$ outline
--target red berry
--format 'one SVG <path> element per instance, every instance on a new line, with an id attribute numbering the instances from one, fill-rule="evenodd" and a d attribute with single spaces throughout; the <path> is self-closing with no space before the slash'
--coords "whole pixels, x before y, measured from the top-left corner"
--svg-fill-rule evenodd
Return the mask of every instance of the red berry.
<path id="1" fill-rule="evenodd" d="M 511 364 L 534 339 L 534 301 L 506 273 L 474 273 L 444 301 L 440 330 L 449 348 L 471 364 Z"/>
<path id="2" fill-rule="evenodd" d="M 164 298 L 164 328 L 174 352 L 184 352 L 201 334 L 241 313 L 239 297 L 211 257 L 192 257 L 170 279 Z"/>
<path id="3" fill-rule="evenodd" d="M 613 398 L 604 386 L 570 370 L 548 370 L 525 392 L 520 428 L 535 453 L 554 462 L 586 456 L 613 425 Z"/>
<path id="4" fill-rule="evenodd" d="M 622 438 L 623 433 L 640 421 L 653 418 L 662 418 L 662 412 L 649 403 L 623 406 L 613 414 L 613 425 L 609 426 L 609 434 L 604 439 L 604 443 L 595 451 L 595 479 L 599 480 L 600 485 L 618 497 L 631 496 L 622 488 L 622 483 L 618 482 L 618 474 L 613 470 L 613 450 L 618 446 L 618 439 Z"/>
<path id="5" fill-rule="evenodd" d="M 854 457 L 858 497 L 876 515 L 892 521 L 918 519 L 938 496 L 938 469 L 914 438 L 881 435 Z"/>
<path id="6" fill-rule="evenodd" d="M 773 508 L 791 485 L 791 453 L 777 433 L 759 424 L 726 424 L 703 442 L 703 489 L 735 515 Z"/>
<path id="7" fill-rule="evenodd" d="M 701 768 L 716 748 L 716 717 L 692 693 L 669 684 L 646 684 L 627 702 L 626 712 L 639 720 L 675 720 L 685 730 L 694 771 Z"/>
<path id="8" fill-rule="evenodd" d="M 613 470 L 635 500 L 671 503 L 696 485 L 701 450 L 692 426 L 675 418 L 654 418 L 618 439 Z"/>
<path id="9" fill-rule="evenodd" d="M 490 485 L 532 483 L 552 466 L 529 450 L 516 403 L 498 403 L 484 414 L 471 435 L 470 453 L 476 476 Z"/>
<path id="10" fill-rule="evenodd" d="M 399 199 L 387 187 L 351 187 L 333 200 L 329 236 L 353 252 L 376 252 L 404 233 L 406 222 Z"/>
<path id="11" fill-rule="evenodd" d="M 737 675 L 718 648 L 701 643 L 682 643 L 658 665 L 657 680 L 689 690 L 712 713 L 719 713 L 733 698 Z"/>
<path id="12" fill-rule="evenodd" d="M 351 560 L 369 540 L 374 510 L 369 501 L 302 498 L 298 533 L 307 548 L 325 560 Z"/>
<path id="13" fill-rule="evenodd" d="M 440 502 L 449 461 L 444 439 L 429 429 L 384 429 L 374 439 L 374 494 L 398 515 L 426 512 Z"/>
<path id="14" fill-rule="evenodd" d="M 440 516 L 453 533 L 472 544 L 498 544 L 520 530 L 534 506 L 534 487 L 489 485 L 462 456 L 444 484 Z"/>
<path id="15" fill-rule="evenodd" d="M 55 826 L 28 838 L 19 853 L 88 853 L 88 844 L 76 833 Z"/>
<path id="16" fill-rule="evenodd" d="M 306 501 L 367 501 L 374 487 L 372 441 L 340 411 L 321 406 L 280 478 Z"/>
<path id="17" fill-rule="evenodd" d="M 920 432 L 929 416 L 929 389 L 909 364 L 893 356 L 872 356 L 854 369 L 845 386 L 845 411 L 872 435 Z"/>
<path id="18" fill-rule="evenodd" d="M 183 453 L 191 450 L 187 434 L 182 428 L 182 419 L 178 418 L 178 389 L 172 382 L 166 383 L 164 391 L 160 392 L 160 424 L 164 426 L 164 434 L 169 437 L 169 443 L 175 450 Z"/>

^^^^^^^^^^^^^^^^

= DIRECTIONS FOR THIS TASK =
Count how many lines in the entries above contain the word "berry", and reply with the number only.

= SOLVED PROBLEM =
2